Problem details:
Copy the line with "of the tree" and all lines following it through the last line of the entries, exactly as written.

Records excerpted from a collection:
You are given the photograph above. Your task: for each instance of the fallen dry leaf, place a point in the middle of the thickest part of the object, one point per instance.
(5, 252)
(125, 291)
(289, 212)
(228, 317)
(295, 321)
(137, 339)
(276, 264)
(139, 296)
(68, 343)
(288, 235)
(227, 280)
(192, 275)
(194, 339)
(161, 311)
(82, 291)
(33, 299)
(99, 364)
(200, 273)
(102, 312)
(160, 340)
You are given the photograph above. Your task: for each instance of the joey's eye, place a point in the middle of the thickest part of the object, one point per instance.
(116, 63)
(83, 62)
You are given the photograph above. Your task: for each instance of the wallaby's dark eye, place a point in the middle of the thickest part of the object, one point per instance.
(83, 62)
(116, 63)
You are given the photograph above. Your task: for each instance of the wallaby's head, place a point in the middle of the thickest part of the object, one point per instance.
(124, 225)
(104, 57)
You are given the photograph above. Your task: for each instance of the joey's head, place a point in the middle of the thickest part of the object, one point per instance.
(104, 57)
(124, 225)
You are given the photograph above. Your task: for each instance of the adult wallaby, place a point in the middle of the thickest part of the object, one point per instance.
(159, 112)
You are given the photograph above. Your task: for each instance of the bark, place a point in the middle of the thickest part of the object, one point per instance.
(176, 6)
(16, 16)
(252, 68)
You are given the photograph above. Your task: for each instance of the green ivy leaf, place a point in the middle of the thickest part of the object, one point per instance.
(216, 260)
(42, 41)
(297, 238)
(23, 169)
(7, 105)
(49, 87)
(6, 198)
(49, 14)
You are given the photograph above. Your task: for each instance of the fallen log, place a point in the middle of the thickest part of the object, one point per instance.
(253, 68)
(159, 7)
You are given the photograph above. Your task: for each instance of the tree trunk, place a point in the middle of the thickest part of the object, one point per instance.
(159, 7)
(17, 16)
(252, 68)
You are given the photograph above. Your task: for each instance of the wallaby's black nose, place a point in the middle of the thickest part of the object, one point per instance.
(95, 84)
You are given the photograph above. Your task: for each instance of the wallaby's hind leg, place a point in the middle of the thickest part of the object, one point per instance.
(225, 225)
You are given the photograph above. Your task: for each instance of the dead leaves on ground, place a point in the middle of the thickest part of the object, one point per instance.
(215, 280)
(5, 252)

Response box:
You are given the photograph above. Your task: for each instance of the tree trunk, place a point in the middle of the thickest part of the object, one point per instance.
(159, 7)
(17, 16)
(252, 68)
You are given the photograph above. Your task: for each instance of the wallaby's black nose, place a point in the middle of the thickest part of the object, one point per instance.
(95, 84)
You are given the photograph above. Your task: for each instance of the wallaby's hind leg, place a point in the middle of the thickest part of the object, one point per instance.
(225, 225)
You are given the photograph above. Your task: for each instance of the dead leaves on ground, place a point in the middle of the thickest part of the object, one point per instance.
(215, 280)
(5, 252)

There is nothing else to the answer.